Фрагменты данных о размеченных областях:
########
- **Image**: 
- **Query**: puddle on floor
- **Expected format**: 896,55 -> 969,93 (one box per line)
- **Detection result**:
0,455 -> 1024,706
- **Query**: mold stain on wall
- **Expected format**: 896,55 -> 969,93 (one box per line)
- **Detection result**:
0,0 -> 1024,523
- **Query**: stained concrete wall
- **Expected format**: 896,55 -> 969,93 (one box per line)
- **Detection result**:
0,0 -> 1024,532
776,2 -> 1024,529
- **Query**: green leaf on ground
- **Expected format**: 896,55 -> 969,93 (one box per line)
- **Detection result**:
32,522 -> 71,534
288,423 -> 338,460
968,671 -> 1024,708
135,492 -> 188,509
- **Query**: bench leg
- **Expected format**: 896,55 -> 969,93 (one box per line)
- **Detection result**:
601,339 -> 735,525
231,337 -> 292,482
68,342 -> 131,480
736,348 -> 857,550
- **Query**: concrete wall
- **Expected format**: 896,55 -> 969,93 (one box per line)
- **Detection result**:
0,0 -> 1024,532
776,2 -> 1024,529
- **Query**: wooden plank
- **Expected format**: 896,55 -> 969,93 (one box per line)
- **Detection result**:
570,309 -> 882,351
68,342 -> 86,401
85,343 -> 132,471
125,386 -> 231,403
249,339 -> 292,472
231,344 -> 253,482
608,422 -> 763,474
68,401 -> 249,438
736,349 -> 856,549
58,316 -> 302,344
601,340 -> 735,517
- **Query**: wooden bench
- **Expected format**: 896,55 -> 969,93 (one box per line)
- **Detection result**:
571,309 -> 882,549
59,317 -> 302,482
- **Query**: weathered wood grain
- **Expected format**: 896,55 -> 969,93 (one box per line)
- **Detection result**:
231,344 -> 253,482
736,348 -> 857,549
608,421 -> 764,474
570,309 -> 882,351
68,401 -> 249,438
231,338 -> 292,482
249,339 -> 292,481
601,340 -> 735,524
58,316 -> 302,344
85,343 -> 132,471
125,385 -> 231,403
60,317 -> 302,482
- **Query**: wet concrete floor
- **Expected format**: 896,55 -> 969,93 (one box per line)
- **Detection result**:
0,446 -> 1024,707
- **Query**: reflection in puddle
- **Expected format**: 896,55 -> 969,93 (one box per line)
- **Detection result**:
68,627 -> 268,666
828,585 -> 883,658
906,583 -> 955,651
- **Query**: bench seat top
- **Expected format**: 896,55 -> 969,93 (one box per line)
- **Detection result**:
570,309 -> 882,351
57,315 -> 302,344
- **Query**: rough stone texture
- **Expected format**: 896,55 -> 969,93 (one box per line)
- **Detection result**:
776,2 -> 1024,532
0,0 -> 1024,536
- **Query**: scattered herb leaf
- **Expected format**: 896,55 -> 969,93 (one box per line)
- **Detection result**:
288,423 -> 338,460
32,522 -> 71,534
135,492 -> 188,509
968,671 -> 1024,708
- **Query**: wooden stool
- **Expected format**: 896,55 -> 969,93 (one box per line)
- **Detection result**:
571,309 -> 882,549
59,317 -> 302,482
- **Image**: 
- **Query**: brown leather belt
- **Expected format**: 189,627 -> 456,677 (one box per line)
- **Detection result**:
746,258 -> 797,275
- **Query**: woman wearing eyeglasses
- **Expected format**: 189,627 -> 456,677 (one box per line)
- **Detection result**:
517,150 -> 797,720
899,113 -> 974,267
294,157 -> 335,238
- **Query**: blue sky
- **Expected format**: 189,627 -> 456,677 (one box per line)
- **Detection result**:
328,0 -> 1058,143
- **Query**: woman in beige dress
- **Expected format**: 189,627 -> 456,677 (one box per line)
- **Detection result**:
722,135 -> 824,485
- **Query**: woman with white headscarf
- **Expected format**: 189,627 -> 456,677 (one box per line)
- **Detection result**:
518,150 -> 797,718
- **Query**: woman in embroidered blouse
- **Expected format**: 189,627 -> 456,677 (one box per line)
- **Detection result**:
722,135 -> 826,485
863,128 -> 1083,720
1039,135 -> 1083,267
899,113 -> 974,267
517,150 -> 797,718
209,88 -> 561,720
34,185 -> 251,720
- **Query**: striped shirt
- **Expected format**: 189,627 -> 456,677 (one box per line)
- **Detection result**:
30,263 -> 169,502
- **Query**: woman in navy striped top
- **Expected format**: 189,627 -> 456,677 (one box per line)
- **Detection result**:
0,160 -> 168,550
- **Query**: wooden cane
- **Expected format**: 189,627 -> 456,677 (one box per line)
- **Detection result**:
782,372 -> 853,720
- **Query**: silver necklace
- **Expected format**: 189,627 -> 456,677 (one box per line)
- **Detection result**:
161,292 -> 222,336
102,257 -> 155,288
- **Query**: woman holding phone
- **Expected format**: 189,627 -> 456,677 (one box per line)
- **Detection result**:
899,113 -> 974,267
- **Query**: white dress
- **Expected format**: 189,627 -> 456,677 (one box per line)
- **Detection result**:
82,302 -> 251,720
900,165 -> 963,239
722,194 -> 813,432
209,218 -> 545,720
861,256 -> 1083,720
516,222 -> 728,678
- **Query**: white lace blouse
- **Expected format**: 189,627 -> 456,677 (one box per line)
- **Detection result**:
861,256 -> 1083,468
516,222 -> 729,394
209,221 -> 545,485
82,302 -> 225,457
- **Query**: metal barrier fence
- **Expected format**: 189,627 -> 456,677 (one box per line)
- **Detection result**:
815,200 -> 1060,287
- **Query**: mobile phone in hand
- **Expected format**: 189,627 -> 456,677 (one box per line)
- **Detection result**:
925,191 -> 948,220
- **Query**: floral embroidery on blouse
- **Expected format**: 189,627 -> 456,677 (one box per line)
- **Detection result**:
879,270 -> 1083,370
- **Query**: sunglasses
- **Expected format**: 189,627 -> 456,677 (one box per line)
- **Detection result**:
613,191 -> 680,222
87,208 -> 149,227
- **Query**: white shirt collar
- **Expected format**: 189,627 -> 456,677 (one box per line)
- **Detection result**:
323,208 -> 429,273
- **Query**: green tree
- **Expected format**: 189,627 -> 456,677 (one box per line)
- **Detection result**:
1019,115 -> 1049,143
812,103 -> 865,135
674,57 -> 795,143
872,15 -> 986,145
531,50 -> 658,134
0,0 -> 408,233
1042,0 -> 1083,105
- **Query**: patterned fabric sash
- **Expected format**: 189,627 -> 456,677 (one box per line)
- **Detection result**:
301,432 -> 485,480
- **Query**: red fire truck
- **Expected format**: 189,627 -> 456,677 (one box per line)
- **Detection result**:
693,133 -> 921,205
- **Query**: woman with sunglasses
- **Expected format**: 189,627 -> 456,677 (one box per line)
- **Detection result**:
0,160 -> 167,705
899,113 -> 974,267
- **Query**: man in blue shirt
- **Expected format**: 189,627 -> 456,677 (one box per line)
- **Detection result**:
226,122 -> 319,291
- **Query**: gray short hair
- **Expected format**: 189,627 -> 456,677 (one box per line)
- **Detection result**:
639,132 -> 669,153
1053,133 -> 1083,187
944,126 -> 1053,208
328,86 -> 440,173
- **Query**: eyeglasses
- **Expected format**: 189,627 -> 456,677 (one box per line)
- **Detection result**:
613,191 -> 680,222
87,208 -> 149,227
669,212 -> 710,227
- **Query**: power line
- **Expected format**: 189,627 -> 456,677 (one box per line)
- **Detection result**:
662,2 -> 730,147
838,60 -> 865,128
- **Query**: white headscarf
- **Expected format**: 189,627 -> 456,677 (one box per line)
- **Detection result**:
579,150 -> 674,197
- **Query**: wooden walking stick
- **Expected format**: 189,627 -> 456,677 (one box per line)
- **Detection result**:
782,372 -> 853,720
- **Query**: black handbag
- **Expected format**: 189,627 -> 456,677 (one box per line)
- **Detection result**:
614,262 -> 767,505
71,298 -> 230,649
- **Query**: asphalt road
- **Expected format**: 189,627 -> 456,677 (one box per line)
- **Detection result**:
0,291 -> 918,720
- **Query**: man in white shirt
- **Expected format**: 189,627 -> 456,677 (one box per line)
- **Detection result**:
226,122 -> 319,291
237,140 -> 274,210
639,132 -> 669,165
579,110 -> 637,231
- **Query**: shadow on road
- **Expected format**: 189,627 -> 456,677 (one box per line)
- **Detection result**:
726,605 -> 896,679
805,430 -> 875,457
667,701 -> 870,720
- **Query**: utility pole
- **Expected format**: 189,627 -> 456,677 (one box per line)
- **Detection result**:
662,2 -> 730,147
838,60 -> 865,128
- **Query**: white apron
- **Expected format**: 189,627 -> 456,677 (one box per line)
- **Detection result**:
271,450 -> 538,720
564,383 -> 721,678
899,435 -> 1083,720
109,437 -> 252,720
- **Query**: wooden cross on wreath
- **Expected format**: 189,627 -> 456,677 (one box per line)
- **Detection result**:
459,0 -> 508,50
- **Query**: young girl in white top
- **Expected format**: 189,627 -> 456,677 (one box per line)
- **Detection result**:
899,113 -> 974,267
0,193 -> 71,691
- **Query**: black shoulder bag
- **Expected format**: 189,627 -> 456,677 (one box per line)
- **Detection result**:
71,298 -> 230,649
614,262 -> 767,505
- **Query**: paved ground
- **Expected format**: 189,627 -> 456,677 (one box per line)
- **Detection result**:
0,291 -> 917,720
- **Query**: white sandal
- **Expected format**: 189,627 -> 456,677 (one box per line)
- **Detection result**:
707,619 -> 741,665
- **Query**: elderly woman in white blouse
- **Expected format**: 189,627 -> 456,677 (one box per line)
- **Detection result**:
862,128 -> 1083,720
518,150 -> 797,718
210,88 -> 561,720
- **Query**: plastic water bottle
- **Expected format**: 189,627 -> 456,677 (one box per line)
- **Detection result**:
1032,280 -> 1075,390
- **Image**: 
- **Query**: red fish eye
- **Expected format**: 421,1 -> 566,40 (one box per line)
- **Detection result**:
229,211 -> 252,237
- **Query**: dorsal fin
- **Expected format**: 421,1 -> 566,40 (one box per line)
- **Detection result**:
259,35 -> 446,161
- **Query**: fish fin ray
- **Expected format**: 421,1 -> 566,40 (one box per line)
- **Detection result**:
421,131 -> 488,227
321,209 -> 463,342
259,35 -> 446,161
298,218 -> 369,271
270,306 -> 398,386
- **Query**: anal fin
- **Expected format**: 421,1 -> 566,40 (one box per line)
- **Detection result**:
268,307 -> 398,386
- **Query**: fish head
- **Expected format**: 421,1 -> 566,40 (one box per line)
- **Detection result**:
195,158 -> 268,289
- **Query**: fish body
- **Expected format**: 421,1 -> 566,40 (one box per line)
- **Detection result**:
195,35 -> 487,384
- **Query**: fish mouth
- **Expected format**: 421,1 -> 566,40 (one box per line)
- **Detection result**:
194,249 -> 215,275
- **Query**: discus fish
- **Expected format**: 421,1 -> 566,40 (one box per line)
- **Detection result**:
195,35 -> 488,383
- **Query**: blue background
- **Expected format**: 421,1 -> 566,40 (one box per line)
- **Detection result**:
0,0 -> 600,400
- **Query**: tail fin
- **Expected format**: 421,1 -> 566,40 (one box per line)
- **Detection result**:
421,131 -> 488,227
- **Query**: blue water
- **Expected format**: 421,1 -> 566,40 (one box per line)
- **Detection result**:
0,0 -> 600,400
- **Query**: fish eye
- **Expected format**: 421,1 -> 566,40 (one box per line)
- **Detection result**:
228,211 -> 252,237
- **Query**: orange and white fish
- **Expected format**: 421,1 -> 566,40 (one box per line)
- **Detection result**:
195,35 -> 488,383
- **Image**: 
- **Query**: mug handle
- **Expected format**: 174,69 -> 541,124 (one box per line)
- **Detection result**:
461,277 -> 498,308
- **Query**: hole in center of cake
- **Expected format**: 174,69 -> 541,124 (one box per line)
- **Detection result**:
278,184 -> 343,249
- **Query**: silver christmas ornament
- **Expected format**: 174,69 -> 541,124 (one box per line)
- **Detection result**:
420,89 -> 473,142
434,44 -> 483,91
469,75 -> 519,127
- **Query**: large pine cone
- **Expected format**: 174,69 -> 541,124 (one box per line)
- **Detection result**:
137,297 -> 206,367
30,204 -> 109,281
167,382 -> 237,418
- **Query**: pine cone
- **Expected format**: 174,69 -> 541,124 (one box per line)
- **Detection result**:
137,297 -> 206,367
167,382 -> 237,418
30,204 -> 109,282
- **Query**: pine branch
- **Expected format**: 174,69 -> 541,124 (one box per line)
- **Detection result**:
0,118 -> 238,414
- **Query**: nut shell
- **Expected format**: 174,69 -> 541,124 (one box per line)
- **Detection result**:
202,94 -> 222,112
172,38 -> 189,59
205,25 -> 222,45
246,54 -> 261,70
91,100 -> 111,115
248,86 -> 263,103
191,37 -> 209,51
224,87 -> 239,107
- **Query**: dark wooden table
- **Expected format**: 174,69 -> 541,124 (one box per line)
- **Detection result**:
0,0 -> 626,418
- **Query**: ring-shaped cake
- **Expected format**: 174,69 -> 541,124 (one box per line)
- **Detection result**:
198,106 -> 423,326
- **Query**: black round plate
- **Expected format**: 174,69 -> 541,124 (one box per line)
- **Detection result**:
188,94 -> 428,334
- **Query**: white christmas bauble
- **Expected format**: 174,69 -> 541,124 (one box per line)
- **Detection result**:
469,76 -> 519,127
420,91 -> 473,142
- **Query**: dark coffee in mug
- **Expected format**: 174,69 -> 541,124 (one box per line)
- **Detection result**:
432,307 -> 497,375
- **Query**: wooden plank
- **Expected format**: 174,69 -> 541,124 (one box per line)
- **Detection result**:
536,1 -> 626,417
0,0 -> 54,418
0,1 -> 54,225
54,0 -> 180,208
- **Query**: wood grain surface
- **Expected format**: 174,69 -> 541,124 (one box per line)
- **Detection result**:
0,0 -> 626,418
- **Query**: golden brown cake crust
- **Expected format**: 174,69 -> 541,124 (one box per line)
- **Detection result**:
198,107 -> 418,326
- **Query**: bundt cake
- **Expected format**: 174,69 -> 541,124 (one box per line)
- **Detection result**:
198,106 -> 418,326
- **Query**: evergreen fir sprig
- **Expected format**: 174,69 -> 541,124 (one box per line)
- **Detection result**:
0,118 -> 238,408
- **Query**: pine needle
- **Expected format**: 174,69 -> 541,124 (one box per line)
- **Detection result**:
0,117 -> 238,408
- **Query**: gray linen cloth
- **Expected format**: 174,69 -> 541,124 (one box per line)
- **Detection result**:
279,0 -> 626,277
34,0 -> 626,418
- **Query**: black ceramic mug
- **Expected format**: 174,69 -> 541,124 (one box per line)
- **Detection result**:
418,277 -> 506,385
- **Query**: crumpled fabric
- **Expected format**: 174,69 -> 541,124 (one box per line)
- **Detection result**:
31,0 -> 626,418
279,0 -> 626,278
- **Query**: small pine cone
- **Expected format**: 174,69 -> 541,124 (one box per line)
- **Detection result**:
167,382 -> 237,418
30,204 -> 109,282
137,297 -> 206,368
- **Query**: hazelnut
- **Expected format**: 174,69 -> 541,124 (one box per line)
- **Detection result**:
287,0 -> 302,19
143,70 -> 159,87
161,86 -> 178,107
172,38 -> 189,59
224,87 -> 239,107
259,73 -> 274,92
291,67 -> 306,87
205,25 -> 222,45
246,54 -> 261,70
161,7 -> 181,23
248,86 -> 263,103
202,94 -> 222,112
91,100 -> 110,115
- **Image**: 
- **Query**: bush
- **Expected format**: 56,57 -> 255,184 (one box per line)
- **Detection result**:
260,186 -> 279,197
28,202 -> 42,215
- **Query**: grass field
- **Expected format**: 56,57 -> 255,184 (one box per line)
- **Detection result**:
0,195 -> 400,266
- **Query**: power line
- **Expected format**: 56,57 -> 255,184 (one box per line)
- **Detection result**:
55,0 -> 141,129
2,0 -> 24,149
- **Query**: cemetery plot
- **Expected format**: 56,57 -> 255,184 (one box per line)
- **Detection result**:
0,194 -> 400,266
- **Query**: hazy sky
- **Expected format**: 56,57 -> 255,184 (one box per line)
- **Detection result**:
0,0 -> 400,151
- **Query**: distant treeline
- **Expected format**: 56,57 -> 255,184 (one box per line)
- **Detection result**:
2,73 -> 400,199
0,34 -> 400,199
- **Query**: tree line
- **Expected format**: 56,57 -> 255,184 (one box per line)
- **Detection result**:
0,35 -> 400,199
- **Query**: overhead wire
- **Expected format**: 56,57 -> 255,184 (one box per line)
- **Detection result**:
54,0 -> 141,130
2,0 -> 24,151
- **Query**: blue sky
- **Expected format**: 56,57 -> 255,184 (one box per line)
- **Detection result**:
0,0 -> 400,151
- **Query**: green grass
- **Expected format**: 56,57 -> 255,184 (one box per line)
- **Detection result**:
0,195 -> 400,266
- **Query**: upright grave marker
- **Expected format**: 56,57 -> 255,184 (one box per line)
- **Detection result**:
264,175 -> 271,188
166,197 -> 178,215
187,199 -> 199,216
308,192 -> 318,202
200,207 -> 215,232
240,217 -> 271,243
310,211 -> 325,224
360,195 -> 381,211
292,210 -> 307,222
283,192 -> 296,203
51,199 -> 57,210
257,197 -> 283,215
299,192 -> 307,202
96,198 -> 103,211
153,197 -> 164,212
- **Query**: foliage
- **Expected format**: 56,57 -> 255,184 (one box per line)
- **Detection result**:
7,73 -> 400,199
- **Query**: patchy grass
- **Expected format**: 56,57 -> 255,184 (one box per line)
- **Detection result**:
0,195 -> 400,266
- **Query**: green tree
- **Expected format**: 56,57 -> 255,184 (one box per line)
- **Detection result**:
########
#### [ЗАДАНИЕ]
Обнови отрывок материала от строки с «- **Query**: tree line» до строки с «2,0 -> 24,151» включительно, заменив «overhead wire» на «power cable» и ничего больше не меняя. Выведи только этот отрывок.

#### [ОТВЕТ]
- **Query**: tree line
- **Expected format**: 56,57 -> 255,184 (one box per line)
- **Detection result**:
0,35 -> 400,199
- **Query**: power cable
- **Expected format**: 56,57 -> 255,184 (one box per line)
- **Detection result**:
54,0 -> 141,130
2,0 -> 24,151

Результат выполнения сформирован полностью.